**Stated problem:**
Below is a listing; copy all of it exactly.

**Records:**
◆ ◆ ◆ ◆
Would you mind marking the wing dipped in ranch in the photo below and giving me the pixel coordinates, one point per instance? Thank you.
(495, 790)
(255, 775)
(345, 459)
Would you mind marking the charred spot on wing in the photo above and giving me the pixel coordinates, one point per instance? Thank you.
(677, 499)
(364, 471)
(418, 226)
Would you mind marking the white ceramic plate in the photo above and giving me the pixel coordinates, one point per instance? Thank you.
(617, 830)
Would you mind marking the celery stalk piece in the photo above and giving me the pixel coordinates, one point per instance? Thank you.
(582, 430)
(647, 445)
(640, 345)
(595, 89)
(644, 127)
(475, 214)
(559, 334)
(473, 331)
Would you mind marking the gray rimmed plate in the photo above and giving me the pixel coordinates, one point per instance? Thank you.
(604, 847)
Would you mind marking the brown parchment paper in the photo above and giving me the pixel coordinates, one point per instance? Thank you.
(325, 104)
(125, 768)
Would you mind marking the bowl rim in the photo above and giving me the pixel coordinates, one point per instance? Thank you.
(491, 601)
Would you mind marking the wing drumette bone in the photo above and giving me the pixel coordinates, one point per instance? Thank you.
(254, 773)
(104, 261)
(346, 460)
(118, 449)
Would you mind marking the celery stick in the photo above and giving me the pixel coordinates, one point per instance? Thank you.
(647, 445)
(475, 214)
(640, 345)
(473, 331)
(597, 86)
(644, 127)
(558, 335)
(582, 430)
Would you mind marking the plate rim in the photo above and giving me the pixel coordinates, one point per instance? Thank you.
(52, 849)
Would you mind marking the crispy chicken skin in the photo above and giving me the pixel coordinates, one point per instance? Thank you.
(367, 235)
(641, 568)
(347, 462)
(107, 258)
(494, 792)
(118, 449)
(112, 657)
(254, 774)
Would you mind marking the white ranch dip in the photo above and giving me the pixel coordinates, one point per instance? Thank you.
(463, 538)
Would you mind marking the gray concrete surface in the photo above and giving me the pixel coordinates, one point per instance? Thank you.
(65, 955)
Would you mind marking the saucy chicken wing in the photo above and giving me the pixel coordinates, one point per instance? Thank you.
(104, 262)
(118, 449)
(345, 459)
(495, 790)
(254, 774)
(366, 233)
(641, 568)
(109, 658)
◆ ◆ ◆ ◆
**Answer below:**
Would you mind marking the wing dipped in ranch in the photo below and giving me the pixel coordinates, one point per instance? Thank you.
(495, 790)
(255, 775)
(345, 459)
Would you mind marking the charred spot on wing in the photo above and giving me the pixel coordinates, one point per instance? Thank you.
(677, 499)
(364, 471)
(418, 226)
Would you mind marking the white ceramic plate in the photo above and giving me the pixel coordinates, one point per instance? Thank you.
(617, 830)
Would you mind marking the celery stalk piece in the photo above and giving me the pixel coordinates, one point per instance? Thank you.
(582, 430)
(647, 445)
(640, 345)
(595, 89)
(644, 127)
(475, 214)
(559, 334)
(473, 331)
Would you mind marking the gray rimmed plate in the photo above and giving me the pixel coordinates, one point per instance? Thank you.
(604, 847)
Would you mind marking the brown parchment paper in the photo above and giving me the pixel coordinates, one point per instance? Thank you.
(325, 104)
(125, 768)
Would you mind marking the bowl rim in the photo above and giving me the pixel coordinates, one point per instance? Thank you.
(491, 601)
Would you mind marking the wing drumette bone in the photo above and giving me the pixel coordinates, one point per instance? Thank you.
(254, 773)
(104, 261)
(346, 460)
(118, 449)
Would you mind marking the celery stick in the photo above and giving me the pixel coordinates, one point per instance? Thank you.
(647, 445)
(475, 214)
(640, 345)
(473, 331)
(597, 86)
(644, 127)
(558, 335)
(582, 430)
Would you mind marking the plate rim in the photo above and giving me the pixel coordinates, one point per instance? Thank you.
(52, 849)
Would you mind marking the crispy chicken skin in the photo above and giving me the pixel coordinates, one point per instance? Thank you.
(367, 235)
(641, 568)
(347, 462)
(107, 258)
(494, 792)
(118, 449)
(112, 657)
(254, 774)
Would you mind marking the white ranch dip in the photo above and giving me the pixel coordinates, one point per instance? Thank you.
(463, 538)
Would you mind marking the gray concrete surface in the photo above and giving me the pixel coordinates, one point per instance? Thank you.
(65, 955)
Would you mind marking the saucy chicken wing in the photo above and giving me the pixel coordinates, one point per instance? Thank you.
(104, 262)
(118, 449)
(345, 459)
(495, 790)
(254, 774)
(366, 233)
(641, 568)
(109, 658)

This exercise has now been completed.